___ Quoted text

Jeremy Corbyn, with his Labour manifesto for the upcoming election, are promising ‘real change’. According to the manifesto, the election is, above all, “the change election”. But what is real change? And do people want it?


I suspect that half the country do not. From political psychology, we know that conservative and liberal voters have very different backgrounds, personalities and values. The conservative mindset reflects harder socioeconomic circumstances – where safety and survival are more of an issue than long-term goals and projects; and where being part of a community is a necessity, not a nice-to-have. What matters in these conditions is social order and security, not change.


In contrast, the liberal mindset is more suited to conditions of opportunity. When people can focus on their future wellbeing, rather than just getting by, then values of autonomy and personal growth take precedence. And with financial and material independence, standing up for individual rights and social equality trumps maintaining local communities and traditions. What matters in these conditions is social change and progress, not endorsing the ways things are.


To the liberal, it seems as if we have all the opportunities to create a better society – as Corbyn says: “The future is ours to make… for the many, not the few.” But to the conservative, it seems as if things are falling apart and we need to hold tight. This is why liberals look towards the future (full of opportunity and progress) and conservatives look back to the past (full of security and stability). The result is that Labour votes are desperate for ‘real change’, while Conservative voters want the complete opposite.

So is ‘real change’ just a phrase to attract left-leaning voters, while falling on deaf ears for the more conservatively minded? For many of the policies in the Labour manifesto, I think this is the case. However, seen in a different way, the idea of ‘real change’ may appeal equally to the left and right.

______
___ Data lines

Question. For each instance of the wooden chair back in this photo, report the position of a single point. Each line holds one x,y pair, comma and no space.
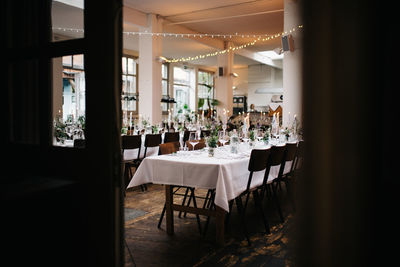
171,137
276,156
200,145
168,148
131,141
79,143
152,140
205,133
258,162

______

Task details
Write out, word for word, the stretch of the article on Labour's "real change" from "To the liberal, it" through "left and right.".

Correct output
To the liberal, it seems as if we have all the opportunities to create a better society – as Corbyn says: “The future is ours to make… for the many, not the few.” But to the conservative, it seems as if things are falling apart and we need to hold tight. This is why liberals look towards the future (full of opportunity and progress) and conservatives look back to the past (full of security and stability). The result is that Labour votes are desperate for ‘real change’, while Conservative voters want the complete opposite.

So is ‘real change’ just a phrase to attract left-leaning voters, while falling on deaf ears for the more conservatively minded? For many of the policies in the Labour manifesto, I think this is the case. However, seen in a different way, the idea of ‘real change’ may appeal equally to the left and right.